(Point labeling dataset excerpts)
* * * *

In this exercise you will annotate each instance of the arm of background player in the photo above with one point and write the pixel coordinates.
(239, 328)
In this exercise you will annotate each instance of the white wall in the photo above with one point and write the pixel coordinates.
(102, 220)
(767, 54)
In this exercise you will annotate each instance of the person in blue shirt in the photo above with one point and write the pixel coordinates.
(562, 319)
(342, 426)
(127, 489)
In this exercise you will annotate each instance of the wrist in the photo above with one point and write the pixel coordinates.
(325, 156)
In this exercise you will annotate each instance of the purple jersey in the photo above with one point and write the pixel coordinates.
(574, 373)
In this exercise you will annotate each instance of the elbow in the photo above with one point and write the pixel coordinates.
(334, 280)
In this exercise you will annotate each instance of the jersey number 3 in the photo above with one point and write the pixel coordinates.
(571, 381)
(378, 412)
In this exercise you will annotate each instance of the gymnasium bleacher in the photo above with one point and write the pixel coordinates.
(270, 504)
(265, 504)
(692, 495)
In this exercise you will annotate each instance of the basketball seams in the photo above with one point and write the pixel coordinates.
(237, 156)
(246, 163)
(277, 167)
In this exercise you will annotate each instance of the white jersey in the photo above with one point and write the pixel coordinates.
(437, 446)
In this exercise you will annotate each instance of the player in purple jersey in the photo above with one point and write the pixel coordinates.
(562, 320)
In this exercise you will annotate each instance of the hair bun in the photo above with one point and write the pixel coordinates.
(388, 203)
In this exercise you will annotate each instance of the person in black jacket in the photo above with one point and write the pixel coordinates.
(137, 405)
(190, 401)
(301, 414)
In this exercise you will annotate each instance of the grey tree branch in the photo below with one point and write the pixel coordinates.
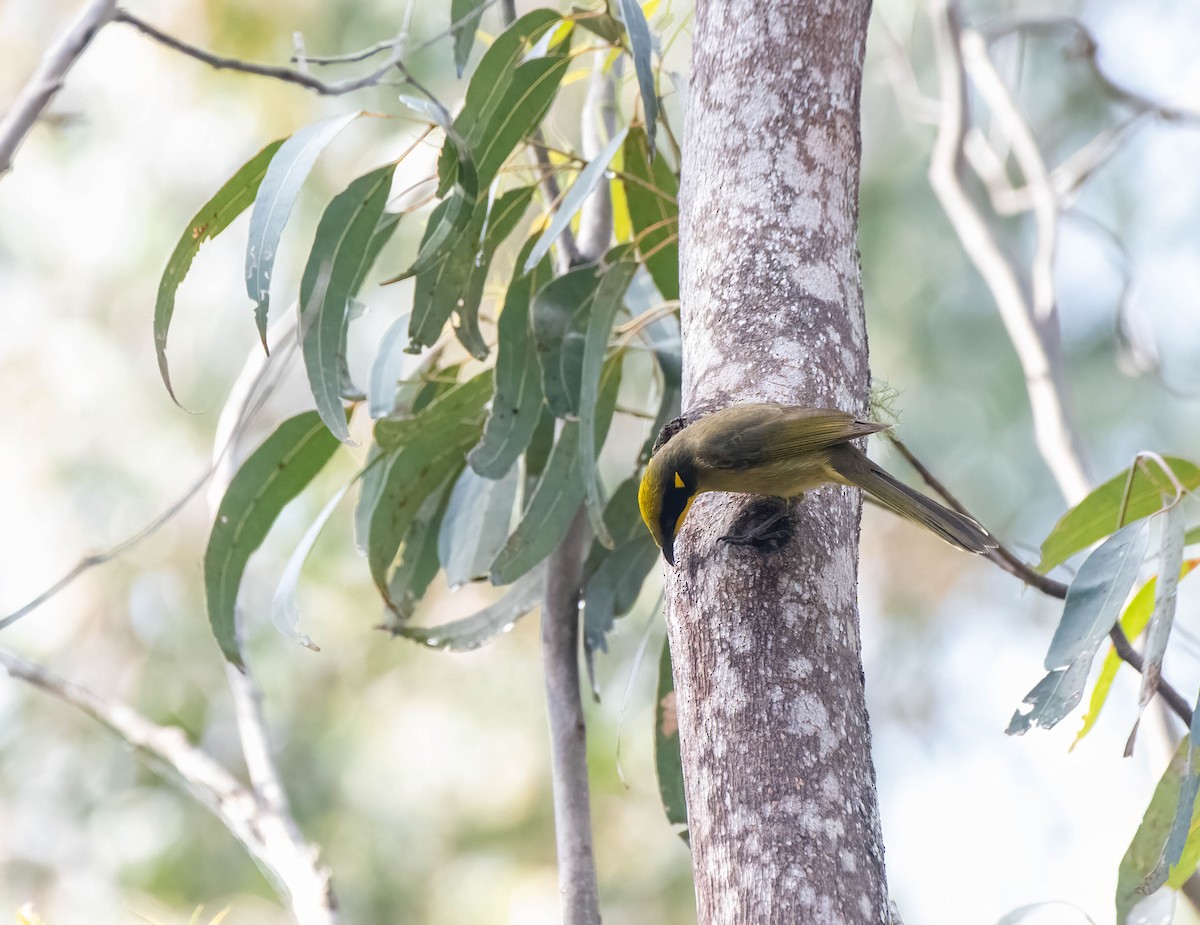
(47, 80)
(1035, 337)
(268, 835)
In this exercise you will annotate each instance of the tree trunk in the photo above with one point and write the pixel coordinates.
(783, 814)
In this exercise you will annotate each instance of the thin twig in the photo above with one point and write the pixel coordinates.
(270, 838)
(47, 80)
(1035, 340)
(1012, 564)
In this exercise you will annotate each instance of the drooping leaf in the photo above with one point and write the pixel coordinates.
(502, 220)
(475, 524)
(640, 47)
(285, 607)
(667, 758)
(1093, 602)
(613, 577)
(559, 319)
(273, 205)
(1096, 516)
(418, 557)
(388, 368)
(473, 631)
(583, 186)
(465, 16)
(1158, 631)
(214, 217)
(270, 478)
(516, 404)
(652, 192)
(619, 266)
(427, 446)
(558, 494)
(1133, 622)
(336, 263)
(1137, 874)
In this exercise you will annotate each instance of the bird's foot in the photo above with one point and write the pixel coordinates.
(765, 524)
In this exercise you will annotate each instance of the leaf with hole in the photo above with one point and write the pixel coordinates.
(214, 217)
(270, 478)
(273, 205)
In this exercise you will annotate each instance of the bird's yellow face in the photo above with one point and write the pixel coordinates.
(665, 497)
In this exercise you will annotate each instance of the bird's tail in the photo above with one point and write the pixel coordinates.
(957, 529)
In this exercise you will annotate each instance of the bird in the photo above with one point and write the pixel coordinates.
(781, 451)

* * * *

> **Problem**: Rewrite all the items above, changing every "annotate" to "mark" and keeping everything else the same. Leave the pictures out.

> **Answer**:
In this exercise you will mark each instance of the arm of background player in the photo above with one point and write the pixel coordinates.
(239, 328)
In this exercise you will mark each instance of the white wall in the photo above with one point and write the pixel coordinates.
(102, 220)
(767, 54)
In this exercise you will mark each instance of the person in blue shirt in the photo above with one point and write the pixel coordinates.
(562, 319)
(342, 426)
(127, 489)
In this exercise you will mark each instance of the wrist in the photo above with one point and write the pixel coordinates.
(325, 156)
In this exercise you will mark each instance of the purple jersey in the photo above with one point and write the pixel coordinates.
(574, 373)
In this exercise you will mark each instance of the elbow in the photo above with one point and write the pixel coordinates.
(334, 280)
In this exercise you will mark each instance of the jersey number 3 in the photo above with one point and write the pixel coordinates.
(571, 381)
(378, 412)
In this exercise you will mark each instance of the gymnasium bleacher in the photo above with one point and write the pixel coordinates.
(270, 504)
(265, 504)
(692, 495)
In this exercise you will mark each instance of the basketball seams in the photo above with one point and write the pixel coordinates.
(237, 156)
(246, 163)
(277, 167)
In this exercise you will mark each instance of the white jersey in the photo above with one point and write the pixel coordinates.
(437, 446)
In this exercise you will mark each instance of the player in purple jersey in the photo above with one point and write the pixel coordinates.
(562, 320)
In this exercise you will mark each instance of the hair bun in the photo above with one point and write the pixel coordinates.
(388, 203)
In this exercise you will mark each instance of the person in black jacket in the photo above with one point and write the pixel coordinates.
(137, 405)
(190, 401)
(301, 414)
In this exercise you will mark each instance of the grey tree branch in the photo below with one point and write the pixel coordinates.
(47, 80)
(1035, 337)
(268, 835)
In this exercise you will mark each instance of the tree trunk in the photo above with one point and write the pixel coordinates.
(783, 814)
In this exercise you will mark each instance of the thin twig in the photo above with one point and write the pixel coordinates.
(270, 838)
(47, 80)
(1035, 340)
(1012, 564)
In this exercise you will mark each instance of the drooping leaf in the photo above with one point and write the pixel coordinates.
(502, 220)
(475, 524)
(640, 47)
(285, 607)
(667, 758)
(1093, 602)
(613, 577)
(559, 319)
(273, 205)
(1096, 516)
(418, 557)
(388, 368)
(473, 631)
(583, 186)
(465, 16)
(1158, 631)
(214, 217)
(270, 478)
(516, 404)
(652, 192)
(619, 266)
(427, 446)
(558, 494)
(1133, 622)
(336, 263)
(1137, 874)
In this exercise you will mark each instance of the bird's foot in the photo above with one point and write the pixel coordinates.
(765, 524)
In this exercise you will mark each instance of the leaf with hole in the photo above with one point and write the pixel coordinates.
(214, 217)
(270, 478)
(273, 205)
In this exercise you will mark each instance of the bird's yellow face in the photo above with one point and write the pixel coordinates.
(665, 497)
In this exercise you will mark each instance of the bird's tail in the photo above with one point and write the pixel coordinates.
(957, 529)
In this exercise you will mark each instance of the bird in the photo above with one point and write the pixel coordinates.
(781, 451)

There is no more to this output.